====== TEXT TO READ ======
The European Commission will propose generous flexibility in rules that currently restrict public deficits to 3 per cent of GDP to allow tax cuts and investment to tackle the financial crisis in a co-ordinated response to the economic crisis.
It is also expected to relax strict anti-state aid rules to allow European countries to offer greater financial assistance to ailing industries, while the European Investment Bank is likely to come up with soft loans targeted at the car and construction industries.
The move follows the Federal Reserve's $800 billion plan to unblock American credit markets.
Christine Lagarde, France's finance minister, said last night that the plan could exceed €130 billion. She said: “We absolutely have to continue repriming the finance pump“
She added: "The measures have to be targeted so that after the two years, when we have got out of the crisis period, we can get back to the principles of managing public finances, controlling and reducing deficits, reducing public debt”.
Angela Merkel, the German Chancellor, and President Nicolas Sarkozy of France said today in a joint newspaper article that the €130 billion plan was a “good target”, but said there was no one-size-fits-all solution and appealed for a relaxation of the European Union rule restricting public deficits to less than 3 per cent. They argue that it is impeding governments’ abilities to react to the economic downturn.
Ms Merkel and Mr Sarkozy wrote : “There is no single model for recovery that can be applied to the 27 member states with very different budgetary and economic situations.
“But, we believe that the co-ordinated budgetary stimulus can restore the confidence of consumers and investors and prevent opportunistic actions between states which share much more than institutions.”
The article emphasised the global steps that had already been taken by the G20 gathering of the world's major economies. It stated: “After the explosion of the subprime bubble, the contagion has spread to every economy in the world, whether developed or emerging.
This global crisis calls for a global response. The leaders of the world’s 20 major economies have therefore agreed upon common principles and an action plan.”
======
▶ _REQUIREMENTS_
Please repeat the stretch from "Ms Merkel and" through "developed or emerging." in the passage on the European economic stimulus, substituting "households" for "consumers".
====== SUPPLIED RECORDS ======
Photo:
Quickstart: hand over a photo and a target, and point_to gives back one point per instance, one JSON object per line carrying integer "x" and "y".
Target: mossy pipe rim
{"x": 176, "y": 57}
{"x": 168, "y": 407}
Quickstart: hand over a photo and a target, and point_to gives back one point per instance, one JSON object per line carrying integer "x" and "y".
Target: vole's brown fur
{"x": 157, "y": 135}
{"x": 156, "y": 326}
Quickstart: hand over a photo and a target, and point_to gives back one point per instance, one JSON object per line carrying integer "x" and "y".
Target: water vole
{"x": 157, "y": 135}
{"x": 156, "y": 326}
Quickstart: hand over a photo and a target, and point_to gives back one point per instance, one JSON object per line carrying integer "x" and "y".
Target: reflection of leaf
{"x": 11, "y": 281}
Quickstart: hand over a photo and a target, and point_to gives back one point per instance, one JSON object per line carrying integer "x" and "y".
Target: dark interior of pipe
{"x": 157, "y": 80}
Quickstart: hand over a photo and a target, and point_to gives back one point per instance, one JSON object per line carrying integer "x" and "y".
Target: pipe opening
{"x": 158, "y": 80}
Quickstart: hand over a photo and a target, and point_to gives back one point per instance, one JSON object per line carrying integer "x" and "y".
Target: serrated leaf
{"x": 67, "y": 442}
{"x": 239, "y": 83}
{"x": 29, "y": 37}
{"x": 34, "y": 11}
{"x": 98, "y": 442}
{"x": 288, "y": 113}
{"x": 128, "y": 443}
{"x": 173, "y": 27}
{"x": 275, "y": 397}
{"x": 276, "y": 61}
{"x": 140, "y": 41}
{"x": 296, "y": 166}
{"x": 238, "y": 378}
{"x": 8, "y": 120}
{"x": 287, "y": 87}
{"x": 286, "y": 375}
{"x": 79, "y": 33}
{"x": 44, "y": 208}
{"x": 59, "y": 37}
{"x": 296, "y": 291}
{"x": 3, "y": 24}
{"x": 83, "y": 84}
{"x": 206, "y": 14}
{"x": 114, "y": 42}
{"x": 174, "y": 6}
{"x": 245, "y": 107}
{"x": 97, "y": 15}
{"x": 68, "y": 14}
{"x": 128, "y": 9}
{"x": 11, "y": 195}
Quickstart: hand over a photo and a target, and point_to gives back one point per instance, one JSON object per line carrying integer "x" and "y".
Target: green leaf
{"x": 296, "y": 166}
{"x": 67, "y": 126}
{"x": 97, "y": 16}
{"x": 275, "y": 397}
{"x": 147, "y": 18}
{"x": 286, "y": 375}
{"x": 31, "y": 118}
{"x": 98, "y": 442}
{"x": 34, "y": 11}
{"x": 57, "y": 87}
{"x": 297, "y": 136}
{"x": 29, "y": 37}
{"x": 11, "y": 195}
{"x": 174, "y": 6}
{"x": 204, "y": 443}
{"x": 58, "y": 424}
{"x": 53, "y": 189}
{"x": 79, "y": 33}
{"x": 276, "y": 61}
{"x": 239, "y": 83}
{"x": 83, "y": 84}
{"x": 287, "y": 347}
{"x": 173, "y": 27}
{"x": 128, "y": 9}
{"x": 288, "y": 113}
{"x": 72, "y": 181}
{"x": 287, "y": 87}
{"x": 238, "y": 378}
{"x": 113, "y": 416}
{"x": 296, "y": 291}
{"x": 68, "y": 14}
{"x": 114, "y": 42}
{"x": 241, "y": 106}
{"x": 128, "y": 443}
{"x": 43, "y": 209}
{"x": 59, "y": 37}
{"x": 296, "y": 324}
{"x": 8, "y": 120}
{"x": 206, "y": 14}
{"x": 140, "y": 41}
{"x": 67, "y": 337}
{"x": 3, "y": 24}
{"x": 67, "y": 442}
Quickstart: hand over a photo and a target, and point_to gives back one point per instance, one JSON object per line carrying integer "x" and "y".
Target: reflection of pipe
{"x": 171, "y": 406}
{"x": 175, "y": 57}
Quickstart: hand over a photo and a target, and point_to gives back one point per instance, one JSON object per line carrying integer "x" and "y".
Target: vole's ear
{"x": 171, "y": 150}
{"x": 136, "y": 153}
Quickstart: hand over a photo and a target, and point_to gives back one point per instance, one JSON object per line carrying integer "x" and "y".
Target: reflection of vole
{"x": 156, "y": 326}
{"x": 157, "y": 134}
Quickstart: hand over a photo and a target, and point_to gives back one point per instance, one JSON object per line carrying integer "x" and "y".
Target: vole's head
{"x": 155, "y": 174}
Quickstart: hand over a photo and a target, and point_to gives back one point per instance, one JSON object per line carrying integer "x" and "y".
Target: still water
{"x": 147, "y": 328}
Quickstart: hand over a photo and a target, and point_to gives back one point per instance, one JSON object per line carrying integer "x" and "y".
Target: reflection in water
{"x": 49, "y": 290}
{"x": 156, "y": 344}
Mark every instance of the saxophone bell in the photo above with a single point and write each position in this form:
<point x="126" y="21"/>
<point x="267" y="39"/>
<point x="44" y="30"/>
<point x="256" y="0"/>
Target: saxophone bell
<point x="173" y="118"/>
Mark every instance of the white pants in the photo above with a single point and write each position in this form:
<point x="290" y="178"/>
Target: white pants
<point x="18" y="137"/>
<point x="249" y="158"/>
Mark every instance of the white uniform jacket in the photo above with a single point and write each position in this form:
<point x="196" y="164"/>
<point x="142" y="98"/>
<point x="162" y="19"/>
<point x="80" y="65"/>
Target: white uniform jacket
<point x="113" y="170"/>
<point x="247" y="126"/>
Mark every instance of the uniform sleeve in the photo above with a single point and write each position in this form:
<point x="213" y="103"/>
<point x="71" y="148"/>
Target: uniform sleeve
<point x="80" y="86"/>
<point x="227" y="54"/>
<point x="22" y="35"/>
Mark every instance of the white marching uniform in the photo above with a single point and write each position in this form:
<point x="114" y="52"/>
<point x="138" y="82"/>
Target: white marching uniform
======
▶ _THE RESULT_
Ms Merkel and Mr Sarkozy wrote : “There is no single model for recovery that can be applied to the 27 member states with very different budgetary and economic situations.
“But, we believe that the co-ordinated budgetary stimulus can restore the confidence of households and investors and prevent opportunistic actions between states which share much more than institutions.”
The article emphasised the global steps that had already been taken by the G20 gathering of the world's major economies. It stated: “After the explosion of the subprime bubble, the contagion has spread to every economy in the world, whether developed or emerging.